WORK REQUIRED | Return every record exactly as written.

DATA TO USE |
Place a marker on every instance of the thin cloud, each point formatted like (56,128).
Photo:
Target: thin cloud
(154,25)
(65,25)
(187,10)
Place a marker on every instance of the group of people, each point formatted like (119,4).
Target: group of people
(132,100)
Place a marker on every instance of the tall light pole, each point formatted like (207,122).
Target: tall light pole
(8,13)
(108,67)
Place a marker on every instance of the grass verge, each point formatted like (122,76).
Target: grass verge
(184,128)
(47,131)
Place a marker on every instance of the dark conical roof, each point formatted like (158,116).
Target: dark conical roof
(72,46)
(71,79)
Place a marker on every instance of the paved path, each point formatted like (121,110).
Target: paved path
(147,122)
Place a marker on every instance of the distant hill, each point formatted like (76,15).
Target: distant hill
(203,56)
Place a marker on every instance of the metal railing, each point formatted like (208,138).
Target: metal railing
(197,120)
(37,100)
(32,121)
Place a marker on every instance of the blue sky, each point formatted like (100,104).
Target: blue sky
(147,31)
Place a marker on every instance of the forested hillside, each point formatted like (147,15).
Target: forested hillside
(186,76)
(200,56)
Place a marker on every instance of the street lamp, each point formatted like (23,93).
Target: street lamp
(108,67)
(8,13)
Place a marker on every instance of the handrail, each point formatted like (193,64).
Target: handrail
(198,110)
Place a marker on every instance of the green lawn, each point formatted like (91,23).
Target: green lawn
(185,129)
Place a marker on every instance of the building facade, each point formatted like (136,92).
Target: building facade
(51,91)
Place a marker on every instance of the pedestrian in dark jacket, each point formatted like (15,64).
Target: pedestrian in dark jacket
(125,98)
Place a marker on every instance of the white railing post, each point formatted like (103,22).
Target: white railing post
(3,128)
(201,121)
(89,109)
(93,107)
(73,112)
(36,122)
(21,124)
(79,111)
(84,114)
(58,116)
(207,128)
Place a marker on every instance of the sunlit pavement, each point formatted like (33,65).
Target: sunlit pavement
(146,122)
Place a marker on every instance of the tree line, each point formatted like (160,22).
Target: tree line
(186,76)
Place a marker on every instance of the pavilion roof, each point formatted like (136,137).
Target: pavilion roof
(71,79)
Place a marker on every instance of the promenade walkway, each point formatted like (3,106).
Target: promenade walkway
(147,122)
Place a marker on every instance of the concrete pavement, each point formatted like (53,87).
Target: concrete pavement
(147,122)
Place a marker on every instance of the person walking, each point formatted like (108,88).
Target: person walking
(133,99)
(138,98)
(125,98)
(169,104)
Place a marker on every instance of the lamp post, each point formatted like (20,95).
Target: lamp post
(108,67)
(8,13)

THE RESPONSE |
Place a marker on every instance of the thin cloud, each point formatted like (56,128).
Photo:
Target: thin cloud
(154,25)
(65,25)
(187,10)
Place a marker on every instance of the group of people, each point formatted like (119,4).
Target: group of people
(132,100)
Place a marker on every instance of the tall light pole, each point formatted like (207,122).
Target: tall light pole
(8,13)
(108,67)
Place a marker on every instance of the grass verge, each point formatted like (122,76).
Target: grass verge
(184,128)
(47,131)
Place a marker on every instance of the dark conical roof, each point formatted like (158,116).
Target: dark conical roof
(72,46)
(71,79)
Place a marker on every instance of the paved path, each point formatted like (121,110).
Target: paved path
(147,122)
Place a marker on every instance of the distant hill, each point formatted like (76,15).
Target: distant hill
(203,56)
Place a marker on every instance of the metal railing, each point formatted like (208,138).
Target: metal railing
(197,120)
(37,100)
(32,121)
Place a marker on every instance of the blue sky, each point formatted like (100,104).
Target: blue sky
(147,31)
Place a marker on every instance of the forested hillside, each point formatted like (147,15).
Target: forested hillside
(186,76)
(200,56)
Place a marker on every instance of the street lamp, each point formatted like (23,93).
Target: street lamp
(108,67)
(8,13)
Place a marker on every instance of the handrail, each point formatted like (193,64).
Target: handrail
(198,110)
Place a marker on every instance of the green lawn, each point formatted like (91,23).
Target: green lawn
(185,129)
Place a marker on every instance of the building facade, each point formatted like (136,92).
Target: building facade
(51,91)
Place a marker on every instance of the pedestrian in dark jacket, each point formatted like (15,64).
Target: pedestrian in dark jacket
(125,98)
Place a marker on every instance of the white railing post, each point formatted like (103,22).
Target: white railing post
(3,128)
(201,121)
(89,109)
(93,107)
(73,112)
(36,122)
(21,124)
(79,111)
(84,114)
(58,116)
(207,128)
Place a marker on every instance of the sunlit pavement, each point formatted like (33,65).
Target: sunlit pavement
(146,122)
Place a marker on every instance of the tree line, each point formatted like (160,22).
Target: tree line
(186,76)
Place a marker on every instance of the pavilion roof, each point formatted like (136,137).
Target: pavilion roof
(71,79)
Place a marker on every instance of the promenade walkway, each point formatted like (3,106).
Target: promenade walkway
(147,122)
Place a marker on every instance of the concrete pavement, each point formatted like (53,87).
Target: concrete pavement
(147,122)
Place a marker on every instance of the person walking, each point formatted like (108,88).
Target: person walking
(133,99)
(138,98)
(125,98)
(169,104)
Place a marker on every instance of the lamp post, each point formatted like (20,95).
Target: lamp post
(108,67)
(8,13)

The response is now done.